* Stored data:
● ● ● ●

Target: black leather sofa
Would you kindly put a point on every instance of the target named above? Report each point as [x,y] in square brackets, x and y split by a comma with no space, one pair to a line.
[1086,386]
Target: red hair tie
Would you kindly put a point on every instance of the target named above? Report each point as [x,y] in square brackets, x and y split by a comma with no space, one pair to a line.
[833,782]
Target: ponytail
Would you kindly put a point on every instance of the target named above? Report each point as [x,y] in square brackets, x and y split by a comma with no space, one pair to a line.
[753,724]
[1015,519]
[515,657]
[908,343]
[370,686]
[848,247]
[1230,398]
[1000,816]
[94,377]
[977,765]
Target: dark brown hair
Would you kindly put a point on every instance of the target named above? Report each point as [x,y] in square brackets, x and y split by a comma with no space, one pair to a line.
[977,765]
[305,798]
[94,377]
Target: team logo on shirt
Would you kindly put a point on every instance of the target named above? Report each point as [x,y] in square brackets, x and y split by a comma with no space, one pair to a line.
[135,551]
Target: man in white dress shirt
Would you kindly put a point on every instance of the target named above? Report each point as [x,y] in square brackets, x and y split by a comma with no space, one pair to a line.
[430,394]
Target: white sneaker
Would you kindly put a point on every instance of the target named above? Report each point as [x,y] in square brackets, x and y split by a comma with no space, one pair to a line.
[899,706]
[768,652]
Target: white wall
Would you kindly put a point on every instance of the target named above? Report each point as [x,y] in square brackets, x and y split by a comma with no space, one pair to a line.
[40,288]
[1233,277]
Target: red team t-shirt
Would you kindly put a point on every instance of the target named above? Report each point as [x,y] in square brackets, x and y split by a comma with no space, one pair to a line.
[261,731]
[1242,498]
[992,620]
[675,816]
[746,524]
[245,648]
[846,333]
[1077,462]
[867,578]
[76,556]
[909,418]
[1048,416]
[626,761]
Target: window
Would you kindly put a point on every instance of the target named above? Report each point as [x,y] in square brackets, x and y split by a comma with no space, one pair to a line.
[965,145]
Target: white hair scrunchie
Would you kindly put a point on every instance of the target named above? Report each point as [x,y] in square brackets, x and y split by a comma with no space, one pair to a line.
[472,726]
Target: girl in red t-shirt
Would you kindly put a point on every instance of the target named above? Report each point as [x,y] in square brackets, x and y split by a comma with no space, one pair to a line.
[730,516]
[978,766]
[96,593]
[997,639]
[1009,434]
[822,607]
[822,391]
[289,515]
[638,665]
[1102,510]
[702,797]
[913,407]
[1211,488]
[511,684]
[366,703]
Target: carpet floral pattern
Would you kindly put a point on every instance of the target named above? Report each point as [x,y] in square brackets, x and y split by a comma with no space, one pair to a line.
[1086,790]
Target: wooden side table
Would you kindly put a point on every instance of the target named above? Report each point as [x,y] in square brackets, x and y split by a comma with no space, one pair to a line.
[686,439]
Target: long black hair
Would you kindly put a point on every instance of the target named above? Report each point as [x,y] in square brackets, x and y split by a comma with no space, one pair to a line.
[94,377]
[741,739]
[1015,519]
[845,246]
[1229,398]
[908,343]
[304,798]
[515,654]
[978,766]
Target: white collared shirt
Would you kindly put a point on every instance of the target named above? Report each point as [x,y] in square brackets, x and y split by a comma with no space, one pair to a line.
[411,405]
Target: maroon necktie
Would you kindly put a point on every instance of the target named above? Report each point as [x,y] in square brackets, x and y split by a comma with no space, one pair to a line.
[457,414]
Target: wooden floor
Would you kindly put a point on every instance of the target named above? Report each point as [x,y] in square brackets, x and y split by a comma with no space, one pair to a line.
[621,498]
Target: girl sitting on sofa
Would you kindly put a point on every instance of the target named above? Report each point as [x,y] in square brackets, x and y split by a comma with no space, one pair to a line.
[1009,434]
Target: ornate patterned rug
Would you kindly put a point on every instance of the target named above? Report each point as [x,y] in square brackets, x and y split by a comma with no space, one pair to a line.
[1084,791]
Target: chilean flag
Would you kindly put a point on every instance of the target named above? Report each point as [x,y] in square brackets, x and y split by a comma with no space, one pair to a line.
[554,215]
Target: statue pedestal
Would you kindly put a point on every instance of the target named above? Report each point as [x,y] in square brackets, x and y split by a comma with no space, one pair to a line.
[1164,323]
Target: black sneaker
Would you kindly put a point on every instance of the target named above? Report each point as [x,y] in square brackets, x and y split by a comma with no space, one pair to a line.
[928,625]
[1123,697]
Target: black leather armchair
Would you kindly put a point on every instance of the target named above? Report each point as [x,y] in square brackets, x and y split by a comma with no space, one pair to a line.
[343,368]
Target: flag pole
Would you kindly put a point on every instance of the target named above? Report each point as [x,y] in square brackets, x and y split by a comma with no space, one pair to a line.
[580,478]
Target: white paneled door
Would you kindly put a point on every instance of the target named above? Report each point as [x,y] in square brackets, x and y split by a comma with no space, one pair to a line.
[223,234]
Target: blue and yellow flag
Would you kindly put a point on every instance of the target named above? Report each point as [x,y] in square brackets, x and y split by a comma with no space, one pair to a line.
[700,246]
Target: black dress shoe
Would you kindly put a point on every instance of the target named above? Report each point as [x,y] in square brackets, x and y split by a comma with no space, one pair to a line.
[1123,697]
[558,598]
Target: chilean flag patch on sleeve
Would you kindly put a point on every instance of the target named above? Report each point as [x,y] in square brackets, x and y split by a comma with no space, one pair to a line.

● ● ● ●

* EXERCISE INSTRUCTIONS: Take the line that contains "Target: white paneled door" and every line after it through the end of the listing above, and repeat them exactly.

* CORRECT RESULT:
Target: white paneled door
Would you kindly put a point on every instance of the target named above? Report each point as [x,y] in square brackets, x and y split by a comma with no space, one pair to a line.
[223,234]
Target: blue and yellow flag
Would you kindly put a point on every instance of the target named above? Report each point as [x,y] in square brackets, x and y split by a comma with no space, one pair to a line.
[700,246]
Target: black dress shoe
Would you kindly put a point on every instance of the target named above? Report each point as [x,y] in square brackets, x and y split by a comma with no space, one pair to a line.
[1123,697]
[558,598]
Target: chilean flag patch on sleeve
Would you kindly put a point on every instance of the target named above? Report each point as [x,y] in square brackets, x and y split by a comma with no space, one pair to a line.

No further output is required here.